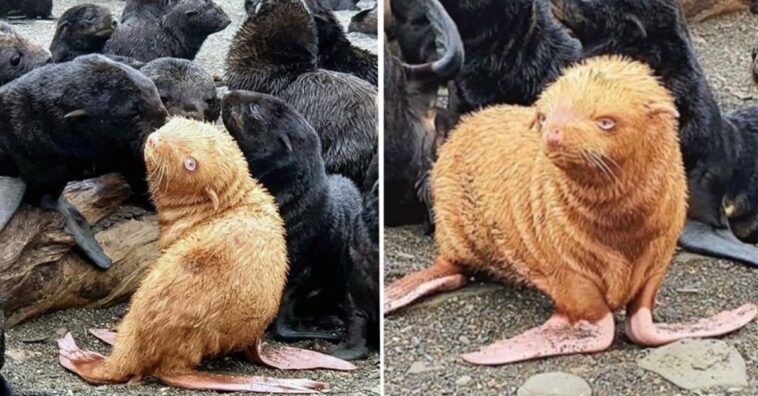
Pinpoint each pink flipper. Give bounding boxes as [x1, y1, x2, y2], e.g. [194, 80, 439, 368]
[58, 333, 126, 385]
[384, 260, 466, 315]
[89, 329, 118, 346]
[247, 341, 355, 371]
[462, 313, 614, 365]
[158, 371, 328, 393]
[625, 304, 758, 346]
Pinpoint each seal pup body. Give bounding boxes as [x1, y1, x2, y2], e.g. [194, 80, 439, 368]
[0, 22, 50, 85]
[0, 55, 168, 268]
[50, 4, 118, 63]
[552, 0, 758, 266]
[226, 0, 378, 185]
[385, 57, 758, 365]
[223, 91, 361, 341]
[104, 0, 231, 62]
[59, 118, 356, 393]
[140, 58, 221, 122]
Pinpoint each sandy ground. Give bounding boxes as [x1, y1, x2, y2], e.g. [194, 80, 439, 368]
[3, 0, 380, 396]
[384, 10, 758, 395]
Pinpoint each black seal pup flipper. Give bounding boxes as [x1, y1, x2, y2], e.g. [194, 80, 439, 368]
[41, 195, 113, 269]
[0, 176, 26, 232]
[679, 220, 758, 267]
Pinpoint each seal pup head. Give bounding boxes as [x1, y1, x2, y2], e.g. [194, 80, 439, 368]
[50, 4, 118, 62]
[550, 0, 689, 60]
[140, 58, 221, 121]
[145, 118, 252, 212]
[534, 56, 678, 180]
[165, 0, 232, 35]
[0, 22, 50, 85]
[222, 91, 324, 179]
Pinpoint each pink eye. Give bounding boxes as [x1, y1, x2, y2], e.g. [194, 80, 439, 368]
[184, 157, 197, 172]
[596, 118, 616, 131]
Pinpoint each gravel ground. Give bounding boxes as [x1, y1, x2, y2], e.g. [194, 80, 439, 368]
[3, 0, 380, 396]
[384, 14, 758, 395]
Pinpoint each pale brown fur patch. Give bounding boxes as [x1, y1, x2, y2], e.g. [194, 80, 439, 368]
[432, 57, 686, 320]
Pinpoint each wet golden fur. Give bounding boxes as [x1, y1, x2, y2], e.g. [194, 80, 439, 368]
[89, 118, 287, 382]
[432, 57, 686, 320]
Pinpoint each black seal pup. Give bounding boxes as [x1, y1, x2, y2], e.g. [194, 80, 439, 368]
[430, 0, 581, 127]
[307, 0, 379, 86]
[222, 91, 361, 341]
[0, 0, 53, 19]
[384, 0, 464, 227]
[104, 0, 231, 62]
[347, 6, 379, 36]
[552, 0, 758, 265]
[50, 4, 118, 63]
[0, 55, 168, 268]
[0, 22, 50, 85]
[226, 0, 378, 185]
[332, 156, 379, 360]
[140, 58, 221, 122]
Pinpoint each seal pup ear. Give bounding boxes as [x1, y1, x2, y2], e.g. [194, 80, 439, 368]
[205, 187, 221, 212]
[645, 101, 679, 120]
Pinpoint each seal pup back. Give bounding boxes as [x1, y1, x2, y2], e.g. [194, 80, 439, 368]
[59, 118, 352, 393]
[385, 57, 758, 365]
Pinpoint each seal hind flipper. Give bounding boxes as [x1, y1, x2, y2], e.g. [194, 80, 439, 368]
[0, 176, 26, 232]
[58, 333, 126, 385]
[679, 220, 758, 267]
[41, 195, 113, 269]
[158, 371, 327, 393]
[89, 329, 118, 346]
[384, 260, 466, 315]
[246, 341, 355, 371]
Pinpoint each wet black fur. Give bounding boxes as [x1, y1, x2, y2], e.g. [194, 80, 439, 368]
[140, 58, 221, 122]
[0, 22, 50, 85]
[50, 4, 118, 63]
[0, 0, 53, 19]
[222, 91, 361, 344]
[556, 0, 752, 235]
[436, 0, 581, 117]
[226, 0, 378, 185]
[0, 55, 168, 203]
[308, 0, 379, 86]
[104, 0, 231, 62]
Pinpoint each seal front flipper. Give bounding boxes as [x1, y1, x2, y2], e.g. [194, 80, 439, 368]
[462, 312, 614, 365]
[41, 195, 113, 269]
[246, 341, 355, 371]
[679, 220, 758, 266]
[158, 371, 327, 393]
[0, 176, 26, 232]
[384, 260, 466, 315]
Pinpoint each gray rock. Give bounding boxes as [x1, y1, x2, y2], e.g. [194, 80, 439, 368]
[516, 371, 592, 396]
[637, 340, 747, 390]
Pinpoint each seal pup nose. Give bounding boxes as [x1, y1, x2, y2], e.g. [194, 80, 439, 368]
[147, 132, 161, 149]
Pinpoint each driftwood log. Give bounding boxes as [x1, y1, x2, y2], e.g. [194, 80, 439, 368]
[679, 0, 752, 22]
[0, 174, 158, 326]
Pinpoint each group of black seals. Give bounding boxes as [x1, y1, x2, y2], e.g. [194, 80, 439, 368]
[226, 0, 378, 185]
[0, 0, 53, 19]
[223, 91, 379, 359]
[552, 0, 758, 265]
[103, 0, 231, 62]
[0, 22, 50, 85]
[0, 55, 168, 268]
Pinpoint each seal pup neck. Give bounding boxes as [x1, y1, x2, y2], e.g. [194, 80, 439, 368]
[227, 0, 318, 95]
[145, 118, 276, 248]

- Task objective
Reproduce all of the data above verbatim, from start to finish, and leave the pictures out.

- Response to this task
Pinpoint each pink flipper. Give bounding boxes as [x1, y1, x2, y2], e.g. [194, 80, 439, 368]
[58, 333, 126, 385]
[384, 260, 466, 315]
[89, 329, 118, 346]
[247, 341, 355, 371]
[462, 313, 614, 365]
[158, 371, 328, 393]
[625, 304, 758, 346]
Pinpoint each seal pup body. Give bounding boxes as [x1, y1, x2, y2], e.g. [194, 80, 439, 368]
[0, 22, 50, 85]
[0, 55, 168, 268]
[50, 4, 118, 63]
[552, 0, 758, 266]
[226, 0, 378, 185]
[385, 57, 758, 365]
[223, 91, 361, 341]
[104, 0, 231, 62]
[59, 118, 356, 393]
[140, 58, 221, 122]
Pinpoint each sandy ground. Give bounding boxes as [x1, y1, x2, y2], e.g. [194, 80, 439, 368]
[3, 0, 380, 396]
[384, 10, 758, 395]
Pinpoint each black seal pup flipper. Give bounding boxes as [x1, y1, x2, y2], e.g. [194, 80, 439, 368]
[41, 195, 113, 269]
[0, 176, 26, 232]
[679, 220, 758, 267]
Pinpoint each seal pup head. Give bounding boxes as [x1, y1, x2, y2], e.g. [194, 80, 439, 368]
[50, 4, 118, 62]
[550, 0, 689, 60]
[140, 58, 221, 121]
[145, 118, 252, 212]
[534, 56, 678, 180]
[165, 0, 232, 35]
[0, 22, 50, 85]
[222, 91, 324, 179]
Pinpoint each pink eye. Give bounding boxes as [x1, y1, x2, y2], e.g. [194, 80, 439, 368]
[184, 157, 197, 172]
[596, 118, 616, 131]
Pinpoint each gravel ground. Give bounding boxes as [x1, y1, x2, y2], e.g. [194, 80, 439, 368]
[3, 0, 380, 396]
[384, 14, 758, 395]
Pinpoint each pale brown fur patch. Give bounding boxes as [x1, y1, x2, y2], e.g. [194, 80, 439, 368]
[432, 57, 686, 320]
Pinpoint each wet golden fur. Give bounding boxes as [x1, y1, x2, y2], e.g. [194, 80, 439, 368]
[89, 118, 287, 382]
[432, 57, 686, 320]
Pinpoint each black seal pup. Give bounding boxes as [x1, y1, x2, y2], e.g. [194, 80, 439, 368]
[430, 0, 581, 127]
[307, 0, 379, 86]
[222, 91, 361, 341]
[0, 0, 53, 19]
[384, 0, 464, 227]
[104, 0, 231, 62]
[347, 6, 379, 36]
[552, 0, 758, 265]
[50, 4, 118, 63]
[0, 55, 168, 268]
[0, 22, 50, 85]
[226, 0, 378, 185]
[332, 156, 379, 360]
[140, 58, 221, 122]
Pinpoint each seal pup ear. Give bounding boxes as [x1, y1, x2, y2], e.g. [194, 80, 439, 368]
[205, 187, 221, 212]
[645, 101, 679, 120]
Pinpoint each seal pup back. Give bounding boxes as [x1, y1, x2, y2], e.g. [194, 80, 439, 368]
[59, 118, 352, 393]
[385, 57, 758, 365]
Pinpoint each seal hind flipper. Give bounding boxes as [x1, y1, x2, y2], e.g. [194, 80, 439, 368]
[0, 176, 26, 232]
[58, 333, 126, 385]
[679, 220, 758, 267]
[41, 195, 113, 269]
[158, 371, 327, 393]
[89, 329, 118, 346]
[384, 260, 466, 315]
[246, 341, 355, 371]
Pinpoint each wet black fur. Give bounding boxes as [x1, y1, x2, y2], e.g. [194, 80, 439, 368]
[140, 58, 221, 122]
[0, 22, 50, 85]
[50, 4, 118, 63]
[0, 0, 53, 19]
[222, 91, 361, 344]
[556, 0, 752, 235]
[436, 0, 581, 117]
[226, 0, 378, 185]
[0, 55, 168, 203]
[308, 0, 379, 86]
[104, 0, 231, 62]
Pinpoint each seal front flipper. Give bounding boxes as [x1, y1, x2, y2], e.g. [194, 80, 439, 368]
[462, 312, 614, 365]
[41, 195, 113, 269]
[246, 341, 355, 371]
[679, 220, 758, 266]
[158, 371, 327, 393]
[0, 176, 26, 232]
[384, 260, 466, 315]
Pinpoint each gray rock. Give bounding boxes as [x1, y1, x2, y2], e.g. [194, 80, 439, 368]
[516, 371, 592, 396]
[637, 340, 747, 390]
Pinpoint each seal pup nose. Give bounding boxes as [x1, y1, x2, y2], e.g. [194, 80, 439, 368]
[147, 132, 161, 149]
Pinpoint each driftwood log. Give bounding boxes as [x1, y1, x2, y2], e.g. [194, 80, 439, 368]
[679, 0, 752, 22]
[0, 174, 158, 326]
Pinpoint each group of black seals. Give bounding boxes as [x1, y1, x2, y2], e.g. [194, 80, 439, 368]
[226, 0, 378, 185]
[0, 0, 53, 19]
[223, 91, 379, 359]
[552, 0, 758, 265]
[103, 0, 231, 62]
[0, 22, 50, 85]
[0, 55, 168, 268]
Pinpoint each seal pup neck. Give bounding boxes as [x1, y1, x2, y2], e.g. [194, 80, 439, 368]
[227, 0, 318, 95]
[145, 118, 276, 248]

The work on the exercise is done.